-- Document segment --
# # # # #

We hiked past fields with split rail fences, as well as old fields and small woodlots. The flute-like melodies of Wood Thrush, the loud 'teacher-teacher-teacher' call of Ovenbirds, the musical notes of Black-throated Green Warblers, and the buzzy sounds of Black-throated Blue Warblers floated out of the cool, shady, deciduous woods we passed. It was very tempting to join them under the cooling shade of the canopy.

Other sections of roadway were lined with eastern white cedars, and punctuated with beautiful cattail marshes. The light reeds with their fluffy tops were reflected in the still, dark water of the small pools. In these areas the calls of Common Yellowthroats, Yellow Warblers, Great Crested Flycatchers, and Red-winged Blackbirds filled the air. Common Grackles were frantically flying back and forth with large beakfulls of insects for the nestlings. A few frogs occasionally called.

 
 

Our birding highlight for the day came at one of these roadside cattail marshes. A Wilson's Snipe, sitting atop a small snag, emitting its loud, persistent cries! These endearing, plump, long-billed birds are among the most widespread shorebirds in North America. They can be found in wet, marshy areas, including bogs, fens, alder and willow swamps, wet meadows, and along rivers and ponds. Wilson's Snipes use their flexible bills to probe for invertebrate prey deep in the soil, and can swallow smaller morsels without having to pull their bills up. Snipes emit a unique "winnowing" sound when they fly which is produced by their tail feathers. The Wilson's Snipe we met on the edge of the marsh came right up to us, calling, and shuffling down into the gravel. It was a very exciting encounter.

# # # # #

-- Supplied material --
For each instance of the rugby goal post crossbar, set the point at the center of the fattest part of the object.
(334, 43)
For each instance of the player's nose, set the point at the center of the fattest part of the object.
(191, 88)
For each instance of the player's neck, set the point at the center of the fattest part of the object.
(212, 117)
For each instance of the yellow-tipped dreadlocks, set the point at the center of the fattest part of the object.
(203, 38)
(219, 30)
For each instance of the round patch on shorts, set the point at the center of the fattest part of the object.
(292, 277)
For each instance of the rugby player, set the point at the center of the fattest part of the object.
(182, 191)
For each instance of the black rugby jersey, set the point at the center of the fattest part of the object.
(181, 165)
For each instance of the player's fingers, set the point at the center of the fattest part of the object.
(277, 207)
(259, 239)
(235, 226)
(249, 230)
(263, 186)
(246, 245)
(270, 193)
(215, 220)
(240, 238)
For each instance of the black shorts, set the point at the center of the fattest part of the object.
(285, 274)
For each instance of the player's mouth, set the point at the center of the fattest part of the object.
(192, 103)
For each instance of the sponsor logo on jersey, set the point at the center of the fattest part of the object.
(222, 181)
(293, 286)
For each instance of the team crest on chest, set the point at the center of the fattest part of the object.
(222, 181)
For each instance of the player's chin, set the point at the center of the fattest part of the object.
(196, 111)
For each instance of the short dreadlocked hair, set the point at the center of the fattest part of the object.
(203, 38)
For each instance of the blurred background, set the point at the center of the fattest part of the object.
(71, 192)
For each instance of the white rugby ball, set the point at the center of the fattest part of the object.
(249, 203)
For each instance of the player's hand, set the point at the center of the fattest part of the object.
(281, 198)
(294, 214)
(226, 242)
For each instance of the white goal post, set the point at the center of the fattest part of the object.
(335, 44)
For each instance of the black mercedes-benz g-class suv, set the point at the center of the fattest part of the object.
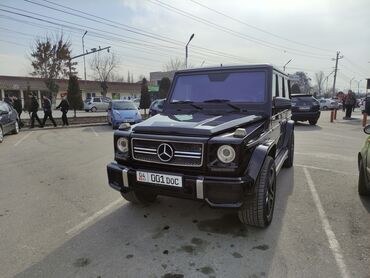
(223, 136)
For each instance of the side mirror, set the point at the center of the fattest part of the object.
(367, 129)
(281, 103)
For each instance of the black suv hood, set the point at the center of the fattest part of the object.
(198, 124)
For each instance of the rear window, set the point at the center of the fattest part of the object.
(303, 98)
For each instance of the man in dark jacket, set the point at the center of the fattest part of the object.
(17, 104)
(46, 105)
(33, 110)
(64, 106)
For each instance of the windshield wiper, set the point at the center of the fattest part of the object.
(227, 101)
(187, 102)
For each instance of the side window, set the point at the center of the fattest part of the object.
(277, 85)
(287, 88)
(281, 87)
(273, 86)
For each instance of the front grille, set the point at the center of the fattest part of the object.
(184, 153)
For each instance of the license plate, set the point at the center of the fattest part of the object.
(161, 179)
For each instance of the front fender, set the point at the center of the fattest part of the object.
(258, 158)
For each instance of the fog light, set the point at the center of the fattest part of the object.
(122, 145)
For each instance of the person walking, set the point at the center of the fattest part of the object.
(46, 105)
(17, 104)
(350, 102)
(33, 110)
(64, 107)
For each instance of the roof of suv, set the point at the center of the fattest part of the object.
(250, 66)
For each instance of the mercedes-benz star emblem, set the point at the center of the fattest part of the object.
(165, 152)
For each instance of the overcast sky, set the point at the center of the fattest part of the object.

# # # # #

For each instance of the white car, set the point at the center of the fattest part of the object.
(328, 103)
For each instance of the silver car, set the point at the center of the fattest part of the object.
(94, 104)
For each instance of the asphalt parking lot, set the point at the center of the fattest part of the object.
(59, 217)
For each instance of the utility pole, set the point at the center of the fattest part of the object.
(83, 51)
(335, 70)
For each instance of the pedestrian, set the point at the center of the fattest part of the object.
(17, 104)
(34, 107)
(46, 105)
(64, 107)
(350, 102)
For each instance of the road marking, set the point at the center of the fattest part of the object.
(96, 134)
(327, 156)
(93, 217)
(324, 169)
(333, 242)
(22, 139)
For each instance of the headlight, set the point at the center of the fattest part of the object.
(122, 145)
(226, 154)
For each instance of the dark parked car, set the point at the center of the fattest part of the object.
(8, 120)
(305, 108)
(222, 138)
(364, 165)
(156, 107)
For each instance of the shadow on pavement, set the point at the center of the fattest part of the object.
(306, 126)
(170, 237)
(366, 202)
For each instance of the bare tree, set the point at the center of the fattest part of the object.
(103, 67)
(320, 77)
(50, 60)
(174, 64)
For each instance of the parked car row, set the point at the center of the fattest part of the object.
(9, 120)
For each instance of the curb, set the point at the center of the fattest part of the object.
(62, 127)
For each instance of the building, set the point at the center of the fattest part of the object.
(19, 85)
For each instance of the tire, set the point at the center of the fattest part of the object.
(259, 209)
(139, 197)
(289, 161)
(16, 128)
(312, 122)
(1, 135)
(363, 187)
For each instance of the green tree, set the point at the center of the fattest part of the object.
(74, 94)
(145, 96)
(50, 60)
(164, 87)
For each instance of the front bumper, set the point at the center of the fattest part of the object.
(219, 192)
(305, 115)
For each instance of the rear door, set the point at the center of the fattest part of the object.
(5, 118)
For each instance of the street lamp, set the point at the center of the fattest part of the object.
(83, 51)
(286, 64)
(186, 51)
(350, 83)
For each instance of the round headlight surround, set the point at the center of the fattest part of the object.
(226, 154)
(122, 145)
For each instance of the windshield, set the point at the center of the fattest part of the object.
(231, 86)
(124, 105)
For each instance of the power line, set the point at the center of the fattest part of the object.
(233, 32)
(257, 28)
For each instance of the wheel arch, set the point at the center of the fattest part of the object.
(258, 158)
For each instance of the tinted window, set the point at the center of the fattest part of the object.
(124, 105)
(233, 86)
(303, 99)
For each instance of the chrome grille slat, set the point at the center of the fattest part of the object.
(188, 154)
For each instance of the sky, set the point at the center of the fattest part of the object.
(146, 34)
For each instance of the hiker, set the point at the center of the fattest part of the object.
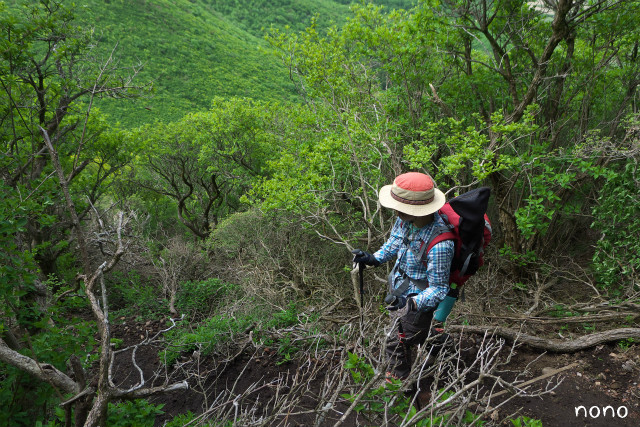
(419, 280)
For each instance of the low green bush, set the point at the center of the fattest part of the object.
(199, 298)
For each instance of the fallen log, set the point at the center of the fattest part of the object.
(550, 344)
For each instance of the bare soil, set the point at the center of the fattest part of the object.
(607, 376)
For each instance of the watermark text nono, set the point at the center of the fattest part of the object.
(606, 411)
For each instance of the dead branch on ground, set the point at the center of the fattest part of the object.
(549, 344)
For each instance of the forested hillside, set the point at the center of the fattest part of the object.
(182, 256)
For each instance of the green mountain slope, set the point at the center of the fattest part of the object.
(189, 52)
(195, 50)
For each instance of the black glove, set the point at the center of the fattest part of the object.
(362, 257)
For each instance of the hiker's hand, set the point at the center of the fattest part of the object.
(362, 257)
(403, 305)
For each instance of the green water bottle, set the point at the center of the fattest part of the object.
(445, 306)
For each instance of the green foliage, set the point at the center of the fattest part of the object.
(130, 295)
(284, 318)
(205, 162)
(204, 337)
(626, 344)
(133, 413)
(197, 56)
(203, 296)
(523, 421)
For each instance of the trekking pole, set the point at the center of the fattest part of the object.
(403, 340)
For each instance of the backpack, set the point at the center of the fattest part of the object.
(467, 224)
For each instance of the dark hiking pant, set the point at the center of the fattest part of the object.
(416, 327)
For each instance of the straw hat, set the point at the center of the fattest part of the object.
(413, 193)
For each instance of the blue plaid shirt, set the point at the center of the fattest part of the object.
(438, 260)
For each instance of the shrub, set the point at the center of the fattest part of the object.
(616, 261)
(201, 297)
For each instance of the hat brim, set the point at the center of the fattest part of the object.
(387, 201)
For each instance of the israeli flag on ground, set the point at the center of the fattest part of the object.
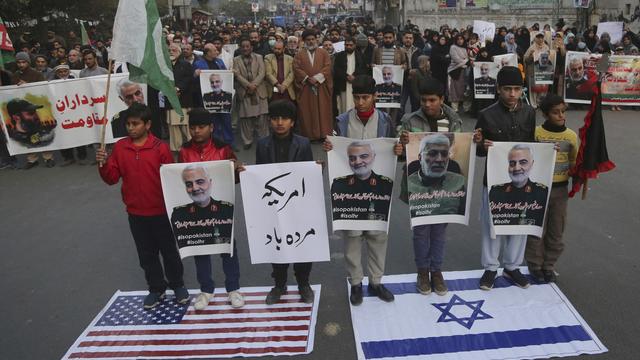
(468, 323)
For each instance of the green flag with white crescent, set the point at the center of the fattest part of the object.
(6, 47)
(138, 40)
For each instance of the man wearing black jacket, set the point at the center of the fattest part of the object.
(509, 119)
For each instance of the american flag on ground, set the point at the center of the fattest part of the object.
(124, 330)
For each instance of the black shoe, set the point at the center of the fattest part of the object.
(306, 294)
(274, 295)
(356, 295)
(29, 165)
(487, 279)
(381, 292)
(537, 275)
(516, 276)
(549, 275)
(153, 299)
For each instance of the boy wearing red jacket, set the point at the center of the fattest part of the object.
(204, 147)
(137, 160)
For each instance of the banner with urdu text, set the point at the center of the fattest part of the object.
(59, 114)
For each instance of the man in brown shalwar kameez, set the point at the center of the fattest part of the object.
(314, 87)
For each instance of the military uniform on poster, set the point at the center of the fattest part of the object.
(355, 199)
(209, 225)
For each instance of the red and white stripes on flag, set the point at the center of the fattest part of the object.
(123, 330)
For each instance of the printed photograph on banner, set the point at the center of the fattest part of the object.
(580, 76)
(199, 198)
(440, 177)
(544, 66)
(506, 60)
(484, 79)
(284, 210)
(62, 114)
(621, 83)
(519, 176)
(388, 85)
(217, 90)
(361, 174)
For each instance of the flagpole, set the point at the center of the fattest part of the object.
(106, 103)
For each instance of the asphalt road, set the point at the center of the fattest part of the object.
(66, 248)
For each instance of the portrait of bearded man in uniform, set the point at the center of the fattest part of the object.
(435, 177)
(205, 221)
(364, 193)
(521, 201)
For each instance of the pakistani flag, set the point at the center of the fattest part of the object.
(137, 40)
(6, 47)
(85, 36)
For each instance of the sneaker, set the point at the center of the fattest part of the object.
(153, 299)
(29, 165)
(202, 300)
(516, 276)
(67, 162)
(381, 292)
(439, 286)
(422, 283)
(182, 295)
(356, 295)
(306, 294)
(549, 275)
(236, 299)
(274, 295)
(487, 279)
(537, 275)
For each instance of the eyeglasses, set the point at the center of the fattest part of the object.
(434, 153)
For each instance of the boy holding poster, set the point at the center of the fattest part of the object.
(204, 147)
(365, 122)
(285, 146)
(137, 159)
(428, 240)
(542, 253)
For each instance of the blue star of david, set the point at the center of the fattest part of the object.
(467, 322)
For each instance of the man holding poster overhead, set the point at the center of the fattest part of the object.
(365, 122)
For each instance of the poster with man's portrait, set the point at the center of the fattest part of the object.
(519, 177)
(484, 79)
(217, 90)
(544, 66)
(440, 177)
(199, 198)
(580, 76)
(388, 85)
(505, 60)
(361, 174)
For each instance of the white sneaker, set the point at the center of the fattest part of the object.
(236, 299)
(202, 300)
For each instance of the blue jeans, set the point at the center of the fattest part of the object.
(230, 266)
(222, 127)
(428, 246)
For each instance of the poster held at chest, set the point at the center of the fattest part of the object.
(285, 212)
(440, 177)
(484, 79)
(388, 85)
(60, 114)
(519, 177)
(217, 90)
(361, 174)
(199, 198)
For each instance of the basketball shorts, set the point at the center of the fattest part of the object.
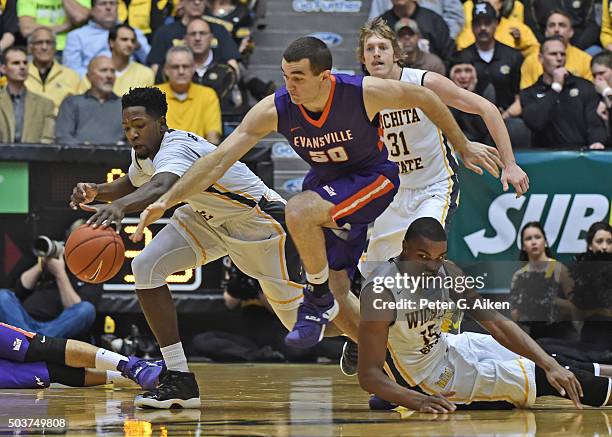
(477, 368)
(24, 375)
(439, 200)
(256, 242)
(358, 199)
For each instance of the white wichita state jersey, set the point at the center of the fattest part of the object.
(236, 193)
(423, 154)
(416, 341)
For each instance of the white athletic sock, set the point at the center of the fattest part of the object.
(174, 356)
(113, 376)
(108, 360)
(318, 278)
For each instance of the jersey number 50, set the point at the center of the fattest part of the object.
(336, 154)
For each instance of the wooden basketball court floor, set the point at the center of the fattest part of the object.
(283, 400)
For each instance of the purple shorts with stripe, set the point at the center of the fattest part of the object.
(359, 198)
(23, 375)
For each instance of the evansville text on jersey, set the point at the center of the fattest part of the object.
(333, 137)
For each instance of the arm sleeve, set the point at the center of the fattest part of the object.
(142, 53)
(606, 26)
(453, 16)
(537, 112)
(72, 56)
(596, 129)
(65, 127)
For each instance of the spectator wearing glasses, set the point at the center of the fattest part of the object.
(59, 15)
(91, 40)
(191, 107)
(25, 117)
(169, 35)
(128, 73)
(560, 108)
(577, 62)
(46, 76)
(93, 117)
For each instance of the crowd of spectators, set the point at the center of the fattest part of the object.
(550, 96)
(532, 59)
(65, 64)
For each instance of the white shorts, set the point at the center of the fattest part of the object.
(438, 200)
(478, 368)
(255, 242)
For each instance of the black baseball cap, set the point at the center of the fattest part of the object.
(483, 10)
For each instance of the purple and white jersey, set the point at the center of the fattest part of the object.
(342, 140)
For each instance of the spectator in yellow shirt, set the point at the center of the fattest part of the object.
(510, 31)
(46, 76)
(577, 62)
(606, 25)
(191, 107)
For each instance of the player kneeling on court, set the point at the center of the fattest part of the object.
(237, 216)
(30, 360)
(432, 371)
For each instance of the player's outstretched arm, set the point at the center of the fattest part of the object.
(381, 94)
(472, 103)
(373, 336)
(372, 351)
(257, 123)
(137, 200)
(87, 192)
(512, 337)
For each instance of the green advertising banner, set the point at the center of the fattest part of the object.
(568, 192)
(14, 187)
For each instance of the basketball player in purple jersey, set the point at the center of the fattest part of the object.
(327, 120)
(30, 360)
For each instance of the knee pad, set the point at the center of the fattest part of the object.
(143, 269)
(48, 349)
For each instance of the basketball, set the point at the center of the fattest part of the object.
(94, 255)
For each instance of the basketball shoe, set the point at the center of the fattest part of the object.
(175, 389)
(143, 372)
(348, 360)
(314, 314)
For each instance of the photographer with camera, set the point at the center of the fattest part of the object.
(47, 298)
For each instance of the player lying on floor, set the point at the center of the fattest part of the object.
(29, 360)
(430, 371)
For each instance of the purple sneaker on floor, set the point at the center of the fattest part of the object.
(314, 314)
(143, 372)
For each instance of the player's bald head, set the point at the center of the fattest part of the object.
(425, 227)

# # # # #

-- What to do --
Write what comes next in the birding walk text, picking up right after its last sentence. The listing is separate material and has no connection to the birding walk text.

-- Output for this exercise --
By mid-afternoon the heat was pretty oppressive, especially walking along the side of paved and gravel roads in the full and blinding sun.  Owing to the heat and humidity we took a break for several hours in the shade of the single tree that we could find until later in the afternoon.  Then around 4 or 5 pm, about the time we would normally be slowing down to find a place to camp for the evening, we continued on. Ultimately we got to Smith Falls around 9pm after hiking for just over 40 km and just as the sun was setting.


We were very glad to make it into Smiths Falls to take a much needed break. We have three online presentations scheduled for the coming days which will require a WiFi connection, and we need to find a way to replace our charge cable, so we will be spending a few days here in Smiths Falls to rest and recover. We are also taking the opportunity to switch out some of our winter gear which is heavy, hot, and clearly unnecessary at this point.   The possibility also exists for us to switch to our "prairie plan" and simply switch our backpacks for the hiking cart which we have purchased for trekking with more gear across the central sections of Canada.